◆ **Problem description**:
Take the lines in the listing below from the line with "the license plate." up to and including the line with "the green shutter." and set them down exactly, skipping pictures and adding nothing.

╭─ Data shown

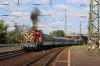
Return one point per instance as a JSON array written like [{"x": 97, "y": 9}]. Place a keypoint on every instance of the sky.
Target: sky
[{"x": 53, "y": 12}]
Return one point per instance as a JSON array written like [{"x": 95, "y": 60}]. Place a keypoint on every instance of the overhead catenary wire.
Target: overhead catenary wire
[{"x": 46, "y": 10}]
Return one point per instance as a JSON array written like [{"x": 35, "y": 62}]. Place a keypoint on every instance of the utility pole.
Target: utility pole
[
  {"x": 65, "y": 23},
  {"x": 99, "y": 24},
  {"x": 94, "y": 18}
]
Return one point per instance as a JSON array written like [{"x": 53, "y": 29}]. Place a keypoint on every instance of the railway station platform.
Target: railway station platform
[
  {"x": 77, "y": 56},
  {"x": 12, "y": 48}
]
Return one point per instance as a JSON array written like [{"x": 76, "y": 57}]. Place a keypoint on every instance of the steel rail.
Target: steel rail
[{"x": 29, "y": 63}]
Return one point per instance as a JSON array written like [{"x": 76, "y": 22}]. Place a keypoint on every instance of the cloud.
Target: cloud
[{"x": 10, "y": 28}]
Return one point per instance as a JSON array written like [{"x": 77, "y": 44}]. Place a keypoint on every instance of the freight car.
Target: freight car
[{"x": 36, "y": 40}]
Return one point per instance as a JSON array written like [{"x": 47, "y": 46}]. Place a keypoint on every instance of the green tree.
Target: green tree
[
  {"x": 3, "y": 32},
  {"x": 58, "y": 33}
]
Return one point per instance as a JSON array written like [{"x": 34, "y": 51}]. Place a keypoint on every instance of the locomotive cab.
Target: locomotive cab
[{"x": 32, "y": 40}]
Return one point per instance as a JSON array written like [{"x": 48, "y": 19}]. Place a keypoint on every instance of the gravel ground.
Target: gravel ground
[
  {"x": 23, "y": 59},
  {"x": 5, "y": 49}
]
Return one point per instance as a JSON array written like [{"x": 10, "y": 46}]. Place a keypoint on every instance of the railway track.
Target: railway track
[
  {"x": 44, "y": 59},
  {"x": 5, "y": 55}
]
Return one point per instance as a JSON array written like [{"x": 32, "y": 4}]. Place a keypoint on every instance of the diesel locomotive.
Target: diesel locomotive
[{"x": 36, "y": 40}]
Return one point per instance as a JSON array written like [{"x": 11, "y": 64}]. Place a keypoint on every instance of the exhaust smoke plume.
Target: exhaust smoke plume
[{"x": 35, "y": 16}]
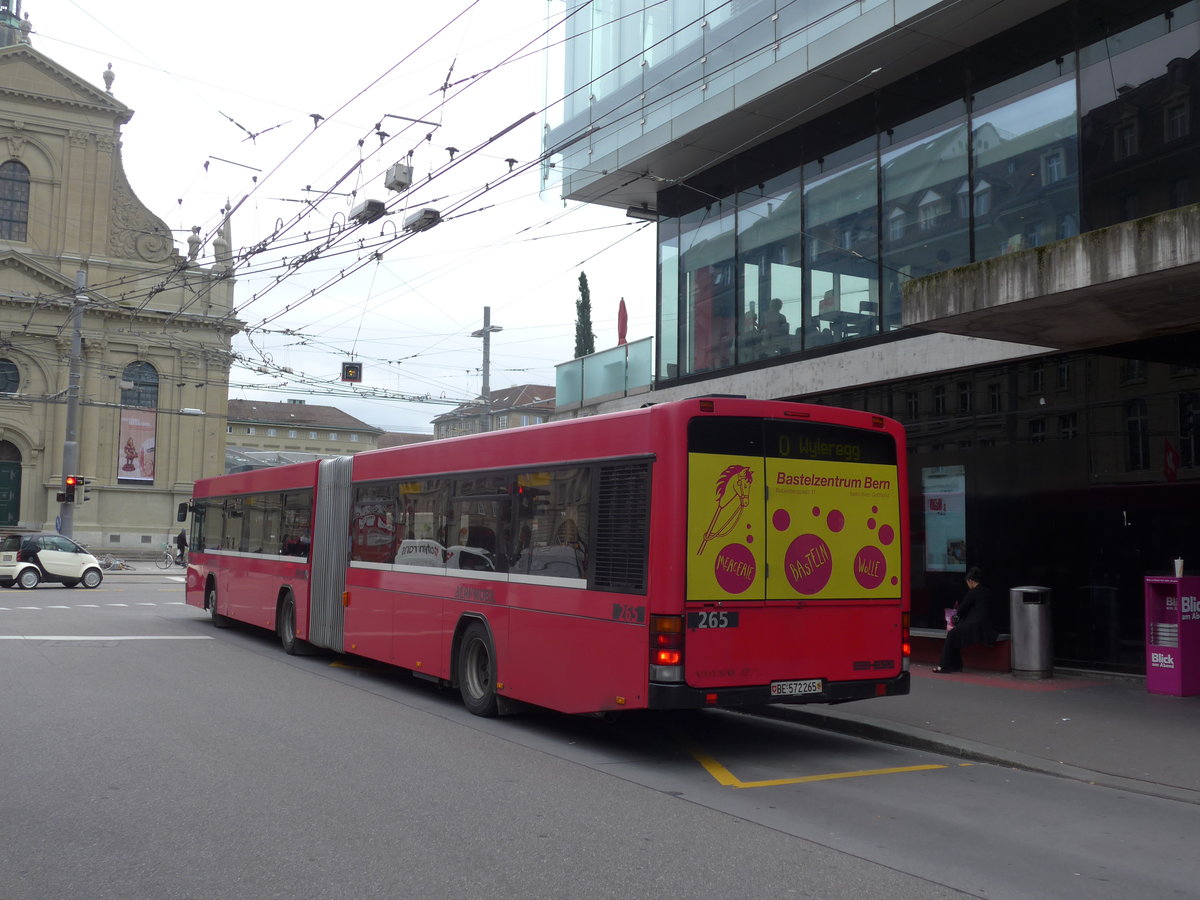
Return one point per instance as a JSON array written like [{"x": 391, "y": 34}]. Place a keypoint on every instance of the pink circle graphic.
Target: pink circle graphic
[
  {"x": 735, "y": 568},
  {"x": 808, "y": 564},
  {"x": 870, "y": 567}
]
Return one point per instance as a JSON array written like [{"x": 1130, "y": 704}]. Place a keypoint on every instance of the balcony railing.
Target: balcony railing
[{"x": 617, "y": 372}]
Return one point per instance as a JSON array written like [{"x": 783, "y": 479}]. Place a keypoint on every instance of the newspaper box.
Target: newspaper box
[{"x": 1173, "y": 636}]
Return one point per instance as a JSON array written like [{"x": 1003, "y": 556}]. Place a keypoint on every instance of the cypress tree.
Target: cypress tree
[{"x": 585, "y": 341}]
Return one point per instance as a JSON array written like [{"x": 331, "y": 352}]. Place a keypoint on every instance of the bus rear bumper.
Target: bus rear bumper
[{"x": 682, "y": 696}]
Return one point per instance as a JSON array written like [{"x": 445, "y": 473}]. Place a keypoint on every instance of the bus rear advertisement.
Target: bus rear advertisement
[{"x": 711, "y": 552}]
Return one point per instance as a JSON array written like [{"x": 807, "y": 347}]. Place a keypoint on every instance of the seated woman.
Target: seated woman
[{"x": 972, "y": 623}]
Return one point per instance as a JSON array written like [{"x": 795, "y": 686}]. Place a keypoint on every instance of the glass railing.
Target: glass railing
[{"x": 616, "y": 372}]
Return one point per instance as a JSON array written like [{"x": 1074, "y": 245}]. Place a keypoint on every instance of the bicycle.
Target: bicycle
[
  {"x": 111, "y": 562},
  {"x": 168, "y": 559}
]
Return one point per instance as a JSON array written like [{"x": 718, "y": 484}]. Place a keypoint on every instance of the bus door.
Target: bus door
[{"x": 793, "y": 568}]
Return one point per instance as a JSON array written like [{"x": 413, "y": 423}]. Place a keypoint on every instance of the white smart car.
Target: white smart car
[{"x": 28, "y": 559}]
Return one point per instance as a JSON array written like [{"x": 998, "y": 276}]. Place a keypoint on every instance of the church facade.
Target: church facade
[{"x": 114, "y": 347}]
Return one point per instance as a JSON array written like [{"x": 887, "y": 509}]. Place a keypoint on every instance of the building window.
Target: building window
[
  {"x": 1054, "y": 167},
  {"x": 1189, "y": 423},
  {"x": 13, "y": 202},
  {"x": 995, "y": 401},
  {"x": 1181, "y": 191},
  {"x": 1137, "y": 436},
  {"x": 930, "y": 210},
  {"x": 983, "y": 199},
  {"x": 1133, "y": 371},
  {"x": 1177, "y": 125},
  {"x": 10, "y": 377},
  {"x": 1126, "y": 141},
  {"x": 143, "y": 387}
]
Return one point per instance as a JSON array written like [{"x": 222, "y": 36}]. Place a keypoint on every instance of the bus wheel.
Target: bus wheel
[
  {"x": 210, "y": 604},
  {"x": 286, "y": 625},
  {"x": 477, "y": 671}
]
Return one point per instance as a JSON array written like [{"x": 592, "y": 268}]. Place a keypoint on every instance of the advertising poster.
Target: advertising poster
[
  {"x": 135, "y": 450},
  {"x": 783, "y": 528},
  {"x": 943, "y": 492}
]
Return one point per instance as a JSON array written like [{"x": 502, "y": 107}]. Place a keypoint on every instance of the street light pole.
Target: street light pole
[
  {"x": 486, "y": 334},
  {"x": 71, "y": 445}
]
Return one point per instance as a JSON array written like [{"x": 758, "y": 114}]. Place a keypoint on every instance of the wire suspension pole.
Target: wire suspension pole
[
  {"x": 486, "y": 334},
  {"x": 71, "y": 445}
]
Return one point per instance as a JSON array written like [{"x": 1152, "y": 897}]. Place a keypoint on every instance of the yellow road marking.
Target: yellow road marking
[{"x": 727, "y": 779}]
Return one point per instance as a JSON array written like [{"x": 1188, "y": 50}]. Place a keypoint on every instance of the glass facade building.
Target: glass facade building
[{"x": 1075, "y": 469}]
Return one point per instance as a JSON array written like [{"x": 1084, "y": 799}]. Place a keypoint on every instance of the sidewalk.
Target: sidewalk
[{"x": 1092, "y": 727}]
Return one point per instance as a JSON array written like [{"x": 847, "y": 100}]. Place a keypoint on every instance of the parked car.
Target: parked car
[{"x": 28, "y": 559}]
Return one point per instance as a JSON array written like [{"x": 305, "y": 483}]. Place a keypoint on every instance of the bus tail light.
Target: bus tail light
[{"x": 666, "y": 648}]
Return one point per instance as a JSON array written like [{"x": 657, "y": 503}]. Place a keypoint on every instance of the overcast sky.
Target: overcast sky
[{"x": 202, "y": 78}]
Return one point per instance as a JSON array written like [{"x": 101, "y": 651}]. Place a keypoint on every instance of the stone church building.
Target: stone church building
[{"x": 150, "y": 346}]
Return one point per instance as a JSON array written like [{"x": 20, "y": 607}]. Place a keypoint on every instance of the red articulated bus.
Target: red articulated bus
[{"x": 711, "y": 552}]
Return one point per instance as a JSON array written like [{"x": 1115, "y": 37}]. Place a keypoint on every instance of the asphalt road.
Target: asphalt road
[{"x": 149, "y": 755}]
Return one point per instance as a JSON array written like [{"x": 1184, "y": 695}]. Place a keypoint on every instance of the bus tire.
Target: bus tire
[
  {"x": 286, "y": 625},
  {"x": 477, "y": 671},
  {"x": 210, "y": 604}
]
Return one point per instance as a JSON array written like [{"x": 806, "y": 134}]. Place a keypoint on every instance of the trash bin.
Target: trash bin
[{"x": 1030, "y": 627}]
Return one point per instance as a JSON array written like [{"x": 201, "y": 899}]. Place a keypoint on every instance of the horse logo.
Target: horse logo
[{"x": 732, "y": 498}]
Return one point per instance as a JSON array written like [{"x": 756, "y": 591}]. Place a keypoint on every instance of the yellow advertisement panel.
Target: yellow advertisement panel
[
  {"x": 726, "y": 546},
  {"x": 784, "y": 528},
  {"x": 834, "y": 529}
]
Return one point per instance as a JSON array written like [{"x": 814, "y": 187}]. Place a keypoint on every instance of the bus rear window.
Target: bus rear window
[{"x": 779, "y": 438}]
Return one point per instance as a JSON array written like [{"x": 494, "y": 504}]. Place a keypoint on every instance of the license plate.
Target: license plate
[{"x": 791, "y": 689}]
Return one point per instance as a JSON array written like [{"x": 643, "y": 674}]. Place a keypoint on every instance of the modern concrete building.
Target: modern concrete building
[
  {"x": 91, "y": 283},
  {"x": 975, "y": 216}
]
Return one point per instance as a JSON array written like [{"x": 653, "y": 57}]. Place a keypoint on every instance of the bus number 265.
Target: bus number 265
[{"x": 712, "y": 618}]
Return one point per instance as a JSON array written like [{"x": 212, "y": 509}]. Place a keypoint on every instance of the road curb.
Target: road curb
[{"x": 976, "y": 751}]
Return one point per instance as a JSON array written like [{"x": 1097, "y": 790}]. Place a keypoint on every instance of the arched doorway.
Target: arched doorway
[{"x": 10, "y": 485}]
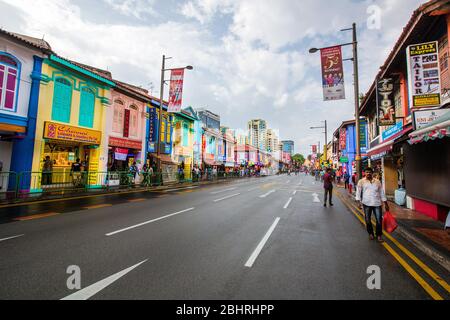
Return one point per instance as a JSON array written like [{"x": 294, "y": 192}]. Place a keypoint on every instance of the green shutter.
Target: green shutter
[
  {"x": 87, "y": 105},
  {"x": 62, "y": 100}
]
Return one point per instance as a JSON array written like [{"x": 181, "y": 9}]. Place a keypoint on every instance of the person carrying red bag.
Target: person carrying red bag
[{"x": 370, "y": 194}]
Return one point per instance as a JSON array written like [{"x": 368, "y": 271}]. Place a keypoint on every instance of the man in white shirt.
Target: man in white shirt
[{"x": 370, "y": 194}]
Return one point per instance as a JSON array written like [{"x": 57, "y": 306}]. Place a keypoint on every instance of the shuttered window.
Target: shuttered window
[
  {"x": 9, "y": 82},
  {"x": 87, "y": 106},
  {"x": 62, "y": 100}
]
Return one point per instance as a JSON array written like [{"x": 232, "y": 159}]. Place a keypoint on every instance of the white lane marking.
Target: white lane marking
[
  {"x": 316, "y": 197},
  {"x": 170, "y": 190},
  {"x": 95, "y": 288},
  {"x": 228, "y": 197},
  {"x": 260, "y": 246},
  {"x": 9, "y": 238},
  {"x": 267, "y": 194},
  {"x": 288, "y": 203},
  {"x": 225, "y": 190},
  {"x": 147, "y": 222}
]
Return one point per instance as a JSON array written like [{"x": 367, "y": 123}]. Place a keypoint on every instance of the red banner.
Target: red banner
[
  {"x": 176, "y": 90},
  {"x": 332, "y": 74},
  {"x": 342, "y": 139}
]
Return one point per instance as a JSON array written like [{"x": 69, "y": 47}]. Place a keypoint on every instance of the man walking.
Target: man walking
[
  {"x": 370, "y": 194},
  {"x": 328, "y": 187}
]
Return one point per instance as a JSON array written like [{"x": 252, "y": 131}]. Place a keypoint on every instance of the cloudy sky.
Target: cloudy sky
[{"x": 250, "y": 57}]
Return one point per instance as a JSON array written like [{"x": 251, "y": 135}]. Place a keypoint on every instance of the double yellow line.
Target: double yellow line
[{"x": 436, "y": 296}]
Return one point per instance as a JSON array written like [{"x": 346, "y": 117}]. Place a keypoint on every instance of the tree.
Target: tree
[{"x": 299, "y": 158}]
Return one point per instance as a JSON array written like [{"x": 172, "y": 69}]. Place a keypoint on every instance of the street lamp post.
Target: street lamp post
[
  {"x": 326, "y": 138},
  {"x": 354, "y": 44},
  {"x": 161, "y": 103}
]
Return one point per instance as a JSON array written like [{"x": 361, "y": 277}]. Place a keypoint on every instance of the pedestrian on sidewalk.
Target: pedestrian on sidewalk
[
  {"x": 328, "y": 187},
  {"x": 370, "y": 194},
  {"x": 346, "y": 180}
]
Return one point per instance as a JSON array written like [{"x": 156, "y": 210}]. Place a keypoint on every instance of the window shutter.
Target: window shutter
[
  {"x": 87, "y": 105},
  {"x": 62, "y": 100}
]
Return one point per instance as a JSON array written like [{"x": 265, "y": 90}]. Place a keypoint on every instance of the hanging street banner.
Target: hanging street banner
[
  {"x": 332, "y": 74},
  {"x": 424, "y": 75},
  {"x": 343, "y": 139},
  {"x": 176, "y": 90},
  {"x": 386, "y": 105}
]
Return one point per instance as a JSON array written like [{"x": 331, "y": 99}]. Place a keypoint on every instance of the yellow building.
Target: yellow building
[{"x": 70, "y": 122}]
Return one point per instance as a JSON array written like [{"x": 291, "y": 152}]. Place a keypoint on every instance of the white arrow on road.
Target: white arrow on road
[
  {"x": 95, "y": 288},
  {"x": 267, "y": 194},
  {"x": 316, "y": 197}
]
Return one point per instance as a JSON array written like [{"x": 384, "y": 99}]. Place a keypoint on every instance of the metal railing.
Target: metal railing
[{"x": 28, "y": 185}]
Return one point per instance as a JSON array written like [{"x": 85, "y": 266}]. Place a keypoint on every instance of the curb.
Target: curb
[{"x": 421, "y": 245}]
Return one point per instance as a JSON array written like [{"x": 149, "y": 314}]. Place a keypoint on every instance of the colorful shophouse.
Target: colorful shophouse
[
  {"x": 70, "y": 121},
  {"x": 20, "y": 72},
  {"x": 125, "y": 128},
  {"x": 183, "y": 141}
]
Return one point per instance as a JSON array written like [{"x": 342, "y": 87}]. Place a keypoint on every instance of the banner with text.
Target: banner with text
[
  {"x": 386, "y": 105},
  {"x": 424, "y": 75},
  {"x": 176, "y": 90},
  {"x": 332, "y": 74}
]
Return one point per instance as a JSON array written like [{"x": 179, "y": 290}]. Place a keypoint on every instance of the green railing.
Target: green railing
[{"x": 25, "y": 185}]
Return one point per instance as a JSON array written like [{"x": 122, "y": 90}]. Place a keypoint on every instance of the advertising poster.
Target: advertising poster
[
  {"x": 343, "y": 139},
  {"x": 386, "y": 105},
  {"x": 332, "y": 74},
  {"x": 176, "y": 90},
  {"x": 424, "y": 75}
]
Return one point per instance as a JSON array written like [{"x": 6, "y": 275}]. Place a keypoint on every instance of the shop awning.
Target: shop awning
[
  {"x": 438, "y": 129},
  {"x": 387, "y": 145},
  {"x": 381, "y": 149}
]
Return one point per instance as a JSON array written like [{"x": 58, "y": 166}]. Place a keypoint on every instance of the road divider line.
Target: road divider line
[
  {"x": 13, "y": 237},
  {"x": 260, "y": 246},
  {"x": 36, "y": 216},
  {"x": 414, "y": 274},
  {"x": 147, "y": 222},
  {"x": 405, "y": 265},
  {"x": 227, "y": 197},
  {"x": 95, "y": 288},
  {"x": 267, "y": 194},
  {"x": 98, "y": 206},
  {"x": 225, "y": 190},
  {"x": 288, "y": 203},
  {"x": 422, "y": 265}
]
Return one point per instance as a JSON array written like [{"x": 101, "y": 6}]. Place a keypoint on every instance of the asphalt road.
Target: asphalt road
[{"x": 267, "y": 238}]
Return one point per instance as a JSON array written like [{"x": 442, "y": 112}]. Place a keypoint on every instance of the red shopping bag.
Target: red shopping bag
[{"x": 389, "y": 222}]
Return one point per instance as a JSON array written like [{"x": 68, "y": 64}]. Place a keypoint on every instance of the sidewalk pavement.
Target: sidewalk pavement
[{"x": 426, "y": 234}]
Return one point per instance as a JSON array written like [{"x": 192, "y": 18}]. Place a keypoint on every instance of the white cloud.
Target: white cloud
[{"x": 133, "y": 8}]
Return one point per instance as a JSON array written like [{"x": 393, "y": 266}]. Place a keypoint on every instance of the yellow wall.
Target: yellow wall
[{"x": 46, "y": 103}]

╰─

◆ **Exercise response**:
Return one point per instance as a JSON array written like [{"x": 494, "y": 504}]. Place a keypoint on every instance of the license plate.
Target: license plate
[{"x": 791, "y": 689}]
Return one point per instance as a JSON array written like [{"x": 643, "y": 674}]. Place a keypoint on every instance of the modern concrete building.
Target: modern concrete building
[
  {"x": 91, "y": 283},
  {"x": 975, "y": 216}
]
Return one point per instance as a JSON array written like [{"x": 653, "y": 57}]. Place a keypoint on every instance of the bus number 265.
Target: bus number 265
[{"x": 712, "y": 618}]
Return one point per instance as a JSON array written like [{"x": 212, "y": 509}]. Place a keypoint on every instance of the road curb.
Target: road curb
[{"x": 976, "y": 751}]
Return one point per instance as a JSON array written like [{"x": 1097, "y": 790}]. Place a keypoint on every instance of the arched doorway.
Target: arched doorway
[{"x": 10, "y": 485}]
Return one point per instance as a JSON array written like [{"x": 294, "y": 192}]. Place a keypoint on every instance of the green shutter.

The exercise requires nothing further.